» **Given exercise**:
Revise the entries from the line containing "Where can the ocean" to the line containing "x=239, y=588", replacing "shoreline" with "coastline" and leaving everything else unchanged.

» **Extracted material**:

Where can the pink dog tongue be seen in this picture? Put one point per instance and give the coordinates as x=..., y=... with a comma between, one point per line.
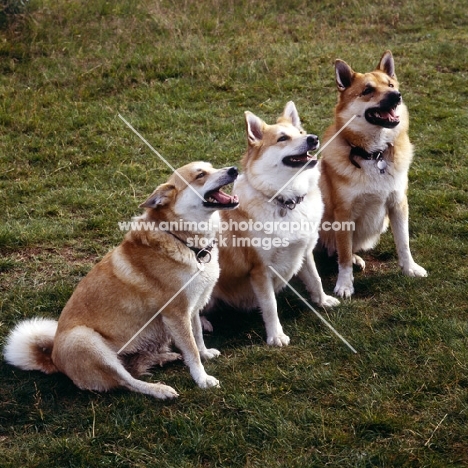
x=390, y=115
x=223, y=198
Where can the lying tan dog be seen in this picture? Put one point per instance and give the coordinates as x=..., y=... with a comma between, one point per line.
x=282, y=207
x=110, y=331
x=364, y=170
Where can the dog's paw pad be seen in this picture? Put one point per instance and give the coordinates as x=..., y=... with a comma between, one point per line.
x=359, y=262
x=415, y=270
x=209, y=353
x=278, y=340
x=329, y=301
x=164, y=392
x=208, y=382
x=344, y=291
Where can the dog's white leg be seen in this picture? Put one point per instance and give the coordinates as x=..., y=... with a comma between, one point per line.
x=358, y=261
x=344, y=247
x=398, y=215
x=264, y=292
x=181, y=331
x=205, y=353
x=310, y=277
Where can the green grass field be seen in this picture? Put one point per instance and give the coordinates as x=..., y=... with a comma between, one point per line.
x=183, y=73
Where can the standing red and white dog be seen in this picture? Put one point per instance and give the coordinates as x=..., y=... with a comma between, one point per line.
x=364, y=170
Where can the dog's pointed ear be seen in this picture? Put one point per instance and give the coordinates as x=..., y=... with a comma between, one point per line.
x=290, y=113
x=160, y=197
x=254, y=127
x=344, y=75
x=387, y=64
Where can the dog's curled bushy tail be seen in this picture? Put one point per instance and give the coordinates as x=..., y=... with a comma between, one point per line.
x=29, y=345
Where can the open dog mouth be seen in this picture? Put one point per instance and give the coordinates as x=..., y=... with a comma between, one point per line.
x=221, y=200
x=387, y=118
x=300, y=160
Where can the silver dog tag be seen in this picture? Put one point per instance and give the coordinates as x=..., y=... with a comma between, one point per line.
x=382, y=165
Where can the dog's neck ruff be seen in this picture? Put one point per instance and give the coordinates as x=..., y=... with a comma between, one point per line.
x=202, y=255
x=288, y=204
x=377, y=156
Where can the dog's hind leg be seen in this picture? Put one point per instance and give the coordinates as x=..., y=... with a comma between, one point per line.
x=84, y=356
x=262, y=285
x=181, y=330
x=358, y=261
x=197, y=328
x=310, y=277
x=398, y=215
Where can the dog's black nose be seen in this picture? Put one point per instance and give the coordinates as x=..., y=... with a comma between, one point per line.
x=233, y=172
x=394, y=98
x=312, y=141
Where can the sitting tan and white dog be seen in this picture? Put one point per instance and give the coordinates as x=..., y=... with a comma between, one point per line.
x=141, y=297
x=276, y=224
x=364, y=169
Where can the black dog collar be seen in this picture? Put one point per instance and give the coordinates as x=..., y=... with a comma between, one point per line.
x=200, y=254
x=289, y=204
x=362, y=153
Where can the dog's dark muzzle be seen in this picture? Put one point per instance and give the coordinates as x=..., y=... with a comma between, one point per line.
x=304, y=159
x=384, y=115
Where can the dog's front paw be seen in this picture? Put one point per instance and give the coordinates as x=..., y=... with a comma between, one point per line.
x=344, y=289
x=329, y=301
x=208, y=381
x=209, y=353
x=414, y=270
x=278, y=340
x=359, y=262
x=163, y=392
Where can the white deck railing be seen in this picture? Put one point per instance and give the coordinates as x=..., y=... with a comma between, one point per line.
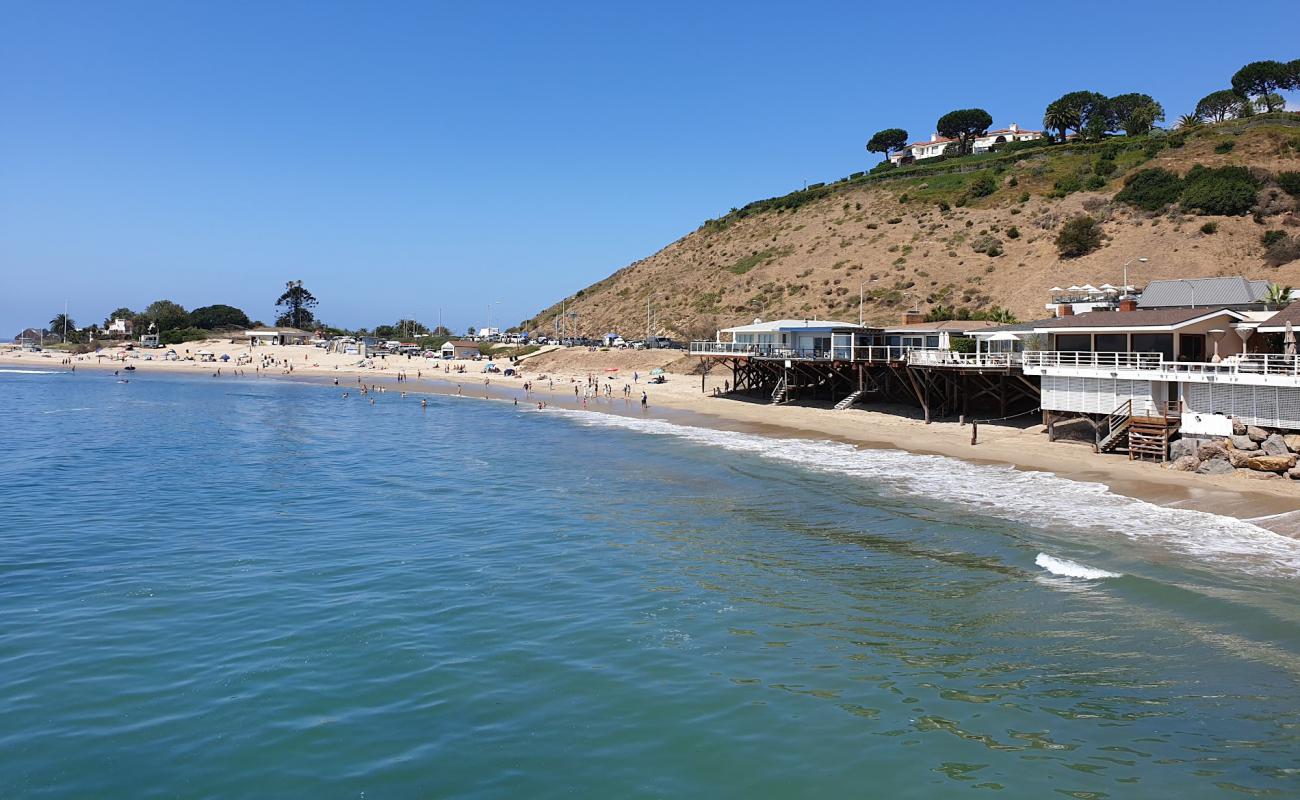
x=840, y=353
x=1092, y=360
x=1253, y=363
x=948, y=358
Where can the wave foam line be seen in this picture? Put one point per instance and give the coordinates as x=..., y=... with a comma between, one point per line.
x=1071, y=569
x=1043, y=500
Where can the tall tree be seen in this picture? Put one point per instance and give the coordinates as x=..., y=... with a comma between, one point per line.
x=219, y=316
x=1218, y=106
x=1134, y=113
x=963, y=125
x=1262, y=80
x=887, y=141
x=1078, y=107
x=63, y=324
x=1062, y=120
x=167, y=315
x=121, y=314
x=298, y=303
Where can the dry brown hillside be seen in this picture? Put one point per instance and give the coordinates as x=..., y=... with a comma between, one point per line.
x=918, y=238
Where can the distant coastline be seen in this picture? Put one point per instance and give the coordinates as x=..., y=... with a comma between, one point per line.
x=680, y=401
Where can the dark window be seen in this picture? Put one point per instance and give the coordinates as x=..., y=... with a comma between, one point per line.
x=1112, y=342
x=1074, y=342
x=1191, y=347
x=1155, y=342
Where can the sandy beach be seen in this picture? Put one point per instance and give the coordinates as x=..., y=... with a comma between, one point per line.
x=687, y=400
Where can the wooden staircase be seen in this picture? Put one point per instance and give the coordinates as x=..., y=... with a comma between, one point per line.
x=849, y=400
x=1144, y=436
x=780, y=393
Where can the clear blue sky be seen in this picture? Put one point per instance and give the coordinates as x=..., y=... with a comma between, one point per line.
x=403, y=158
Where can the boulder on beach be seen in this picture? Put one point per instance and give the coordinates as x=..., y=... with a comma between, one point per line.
x=1184, y=463
x=1212, y=450
x=1216, y=466
x=1182, y=448
x=1256, y=475
x=1274, y=445
x=1272, y=463
x=1240, y=458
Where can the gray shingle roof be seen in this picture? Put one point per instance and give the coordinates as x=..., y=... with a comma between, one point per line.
x=1203, y=292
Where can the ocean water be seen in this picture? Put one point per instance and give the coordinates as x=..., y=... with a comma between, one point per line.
x=242, y=588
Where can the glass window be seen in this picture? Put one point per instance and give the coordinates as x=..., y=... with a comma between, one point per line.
x=1112, y=342
x=1155, y=342
x=1074, y=342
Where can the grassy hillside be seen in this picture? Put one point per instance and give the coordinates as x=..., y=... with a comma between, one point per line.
x=976, y=232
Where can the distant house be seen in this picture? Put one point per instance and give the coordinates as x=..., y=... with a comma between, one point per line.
x=932, y=336
x=936, y=145
x=459, y=350
x=1236, y=293
x=277, y=336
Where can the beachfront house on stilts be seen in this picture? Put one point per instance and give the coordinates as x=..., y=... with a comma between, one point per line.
x=1140, y=375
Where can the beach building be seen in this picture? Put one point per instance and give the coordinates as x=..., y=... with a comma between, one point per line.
x=276, y=336
x=459, y=350
x=937, y=145
x=1236, y=293
x=932, y=336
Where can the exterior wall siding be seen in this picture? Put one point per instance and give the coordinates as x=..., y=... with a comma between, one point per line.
x=1265, y=406
x=1092, y=394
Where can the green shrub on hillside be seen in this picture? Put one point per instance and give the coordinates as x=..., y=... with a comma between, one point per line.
x=983, y=186
x=1290, y=182
x=1151, y=189
x=1078, y=237
x=1283, y=251
x=1226, y=190
x=1272, y=236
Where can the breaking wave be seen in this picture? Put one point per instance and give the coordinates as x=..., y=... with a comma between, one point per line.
x=1043, y=500
x=1071, y=569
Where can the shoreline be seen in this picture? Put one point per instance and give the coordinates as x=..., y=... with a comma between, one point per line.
x=1273, y=505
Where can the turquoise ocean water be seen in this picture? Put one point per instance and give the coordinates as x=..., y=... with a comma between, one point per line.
x=239, y=588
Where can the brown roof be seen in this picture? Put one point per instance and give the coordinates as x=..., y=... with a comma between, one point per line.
x=1153, y=318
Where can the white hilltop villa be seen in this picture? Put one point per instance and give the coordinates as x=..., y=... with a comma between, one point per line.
x=935, y=146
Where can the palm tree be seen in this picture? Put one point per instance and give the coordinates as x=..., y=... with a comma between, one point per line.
x=1061, y=120
x=1278, y=295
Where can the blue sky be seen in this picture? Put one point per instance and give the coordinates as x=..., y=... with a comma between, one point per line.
x=407, y=158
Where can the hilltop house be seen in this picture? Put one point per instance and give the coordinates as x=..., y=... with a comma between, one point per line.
x=936, y=145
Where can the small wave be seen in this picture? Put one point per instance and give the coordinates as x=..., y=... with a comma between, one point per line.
x=1035, y=498
x=1070, y=569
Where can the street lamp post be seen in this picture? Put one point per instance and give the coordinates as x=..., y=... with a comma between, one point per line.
x=1140, y=260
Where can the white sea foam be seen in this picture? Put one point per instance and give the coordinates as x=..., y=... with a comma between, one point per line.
x=1071, y=569
x=1043, y=500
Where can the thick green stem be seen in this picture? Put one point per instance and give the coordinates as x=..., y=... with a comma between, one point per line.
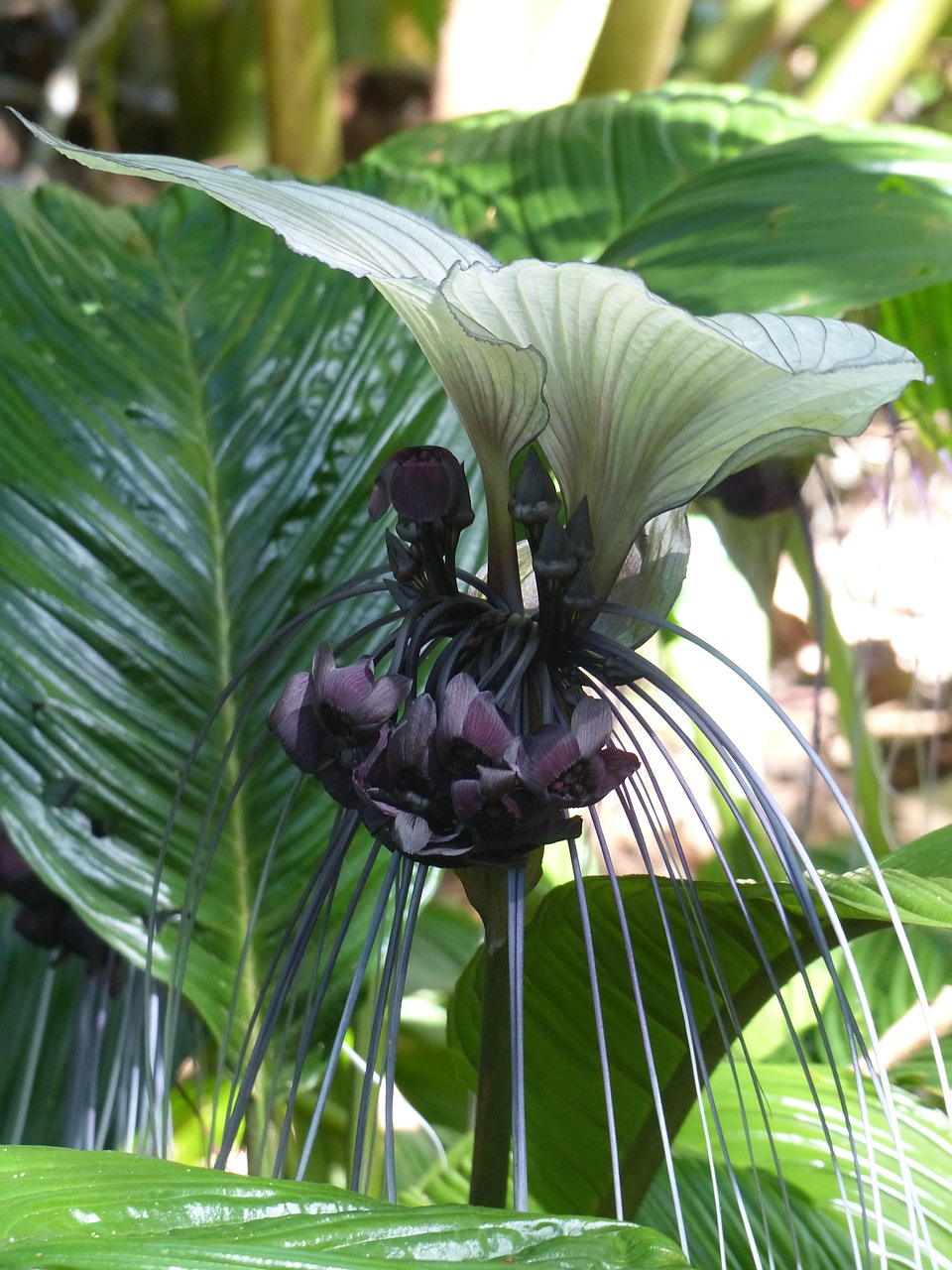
x=880, y=51
x=488, y=893
x=636, y=48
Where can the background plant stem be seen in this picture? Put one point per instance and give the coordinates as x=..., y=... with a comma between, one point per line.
x=301, y=93
x=636, y=46
x=883, y=48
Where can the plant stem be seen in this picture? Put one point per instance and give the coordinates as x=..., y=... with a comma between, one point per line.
x=303, y=128
x=488, y=893
x=883, y=48
x=636, y=46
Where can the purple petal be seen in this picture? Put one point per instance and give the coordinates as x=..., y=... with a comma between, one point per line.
x=382, y=701
x=485, y=728
x=347, y=688
x=411, y=739
x=592, y=724
x=497, y=781
x=454, y=703
x=412, y=832
x=467, y=799
x=546, y=754
x=296, y=725
x=619, y=766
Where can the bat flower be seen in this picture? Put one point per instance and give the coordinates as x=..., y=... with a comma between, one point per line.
x=636, y=404
x=574, y=766
x=471, y=730
x=629, y=408
x=400, y=781
x=333, y=714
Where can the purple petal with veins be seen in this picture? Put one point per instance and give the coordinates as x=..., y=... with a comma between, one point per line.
x=592, y=724
x=294, y=721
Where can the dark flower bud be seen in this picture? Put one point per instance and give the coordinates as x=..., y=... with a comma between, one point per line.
x=422, y=484
x=580, y=592
x=535, y=498
x=555, y=556
x=404, y=564
x=579, y=530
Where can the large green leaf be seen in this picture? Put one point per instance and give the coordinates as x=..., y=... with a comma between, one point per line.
x=638, y=405
x=720, y=197
x=123, y=1211
x=560, y=1039
x=825, y=1198
x=190, y=420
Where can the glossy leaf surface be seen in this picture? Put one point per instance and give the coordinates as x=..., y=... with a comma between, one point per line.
x=130, y=1213
x=560, y=1038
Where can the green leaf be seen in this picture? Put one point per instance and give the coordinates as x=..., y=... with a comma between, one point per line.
x=647, y=405
x=191, y=420
x=783, y=1219
x=131, y=1213
x=563, y=183
x=807, y=1170
x=560, y=1038
x=924, y=318
x=720, y=197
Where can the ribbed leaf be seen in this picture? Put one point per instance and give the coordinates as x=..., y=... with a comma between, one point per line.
x=719, y=197
x=645, y=405
x=560, y=1038
x=145, y=1214
x=924, y=1165
x=191, y=418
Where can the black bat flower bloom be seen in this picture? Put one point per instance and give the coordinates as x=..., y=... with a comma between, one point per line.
x=479, y=714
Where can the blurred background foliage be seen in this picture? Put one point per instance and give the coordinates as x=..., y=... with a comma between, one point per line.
x=306, y=84
x=311, y=85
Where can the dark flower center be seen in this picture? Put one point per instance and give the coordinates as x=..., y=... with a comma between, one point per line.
x=462, y=758
x=576, y=785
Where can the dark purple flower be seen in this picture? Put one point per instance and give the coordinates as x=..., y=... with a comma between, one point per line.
x=471, y=731
x=400, y=783
x=334, y=714
x=497, y=808
x=422, y=484
x=574, y=766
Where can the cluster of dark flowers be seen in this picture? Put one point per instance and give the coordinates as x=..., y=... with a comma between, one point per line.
x=484, y=765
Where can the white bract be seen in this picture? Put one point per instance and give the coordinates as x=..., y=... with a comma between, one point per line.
x=636, y=403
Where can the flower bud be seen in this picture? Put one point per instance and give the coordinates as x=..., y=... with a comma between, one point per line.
x=422, y=484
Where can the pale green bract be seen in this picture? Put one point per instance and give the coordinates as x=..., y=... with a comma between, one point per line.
x=635, y=402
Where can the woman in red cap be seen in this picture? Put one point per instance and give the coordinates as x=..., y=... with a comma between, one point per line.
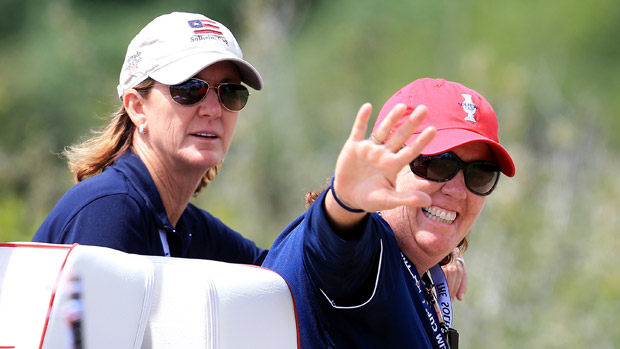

» **Task result**:
Where can the ocean water be seen in this picture? Put one point per instance and give the coordinates as x=..., y=... with a comma between, one point per line.
x=242, y=588
Where can the glass window be seen in this picture? Put one point per instance and give the coordinates as x=..., y=... with a comma between, one point per line.
x=1112, y=342
x=1155, y=342
x=1074, y=342
Where can the grassy hillside be seen in this picture? Put one point per instance and give the coordinates as x=..., y=... with a comma between, one point per line.
x=976, y=232
Where can the distant house be seen in this picture? Put one point per instance and give the coordinates as x=..., y=... with a comma between, one point per line.
x=932, y=336
x=936, y=145
x=459, y=350
x=1236, y=293
x=277, y=336
Where can the beachfront house on stilts be seen in this picture? Put one point per instance and give the coordinates as x=..., y=... with a comma between, one point per line.
x=1140, y=375
Where can the beach building be seen in this picture? Put one point per instance and give the coordinates as x=..., y=... with a comma between, one point per line.
x=276, y=336
x=459, y=350
x=937, y=145
x=1236, y=293
x=932, y=336
Where can the exterior wall siding be seen in this picture? Put one point per instance and give the coordinates as x=..., y=... with a comma between, one point per line.
x=1265, y=406
x=1092, y=394
Where can the green shrub on hillside be seen in this picture? Put one point per instance and give the coordinates as x=..., y=... with a comma between, one point per line.
x=983, y=186
x=1290, y=182
x=1151, y=189
x=1078, y=237
x=1283, y=251
x=1226, y=190
x=1272, y=236
Where can the breaking wave be seen in this picture? Put one point per instance and give the coordinates as x=..., y=... with a comma between, one point per line.
x=1043, y=500
x=1071, y=569
Where can the coastline be seen in this picture? Put one point per instance and give the coordinates as x=..., y=... with a comma between, one point per line.
x=1273, y=505
Where can the turquoise ocean water be seen in this picture? Put one point per instance and give the coordinates as x=..., y=... with a comma between, one point per line.
x=239, y=588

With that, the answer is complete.